What you have to do :: Gather every line in the data below that contains the word "flag", copying each line in full. Case counts when matching.

Excerpted data ::
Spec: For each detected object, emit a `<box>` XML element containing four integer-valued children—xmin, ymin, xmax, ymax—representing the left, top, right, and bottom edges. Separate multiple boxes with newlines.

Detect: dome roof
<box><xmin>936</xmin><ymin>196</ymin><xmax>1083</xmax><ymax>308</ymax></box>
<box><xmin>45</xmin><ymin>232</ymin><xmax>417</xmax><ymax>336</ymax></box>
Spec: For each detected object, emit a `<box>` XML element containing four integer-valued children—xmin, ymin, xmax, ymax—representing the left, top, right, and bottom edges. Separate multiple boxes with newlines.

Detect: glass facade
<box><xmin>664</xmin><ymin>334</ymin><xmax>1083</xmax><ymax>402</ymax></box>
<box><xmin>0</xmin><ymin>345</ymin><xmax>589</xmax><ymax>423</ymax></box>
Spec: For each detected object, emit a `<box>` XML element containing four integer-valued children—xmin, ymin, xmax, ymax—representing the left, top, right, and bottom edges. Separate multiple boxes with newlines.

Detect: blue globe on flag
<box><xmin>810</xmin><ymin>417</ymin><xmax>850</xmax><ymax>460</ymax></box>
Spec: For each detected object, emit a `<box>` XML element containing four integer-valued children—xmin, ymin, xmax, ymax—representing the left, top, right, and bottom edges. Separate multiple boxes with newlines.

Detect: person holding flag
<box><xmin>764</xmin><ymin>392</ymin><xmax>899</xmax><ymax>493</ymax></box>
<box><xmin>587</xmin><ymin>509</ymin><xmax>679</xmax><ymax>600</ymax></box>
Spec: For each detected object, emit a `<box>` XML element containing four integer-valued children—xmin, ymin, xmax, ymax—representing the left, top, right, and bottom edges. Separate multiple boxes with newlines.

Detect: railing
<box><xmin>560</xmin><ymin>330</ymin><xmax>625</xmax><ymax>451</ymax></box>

Response to the task ::
Detect: blue globe on flag
Detect: person holding flag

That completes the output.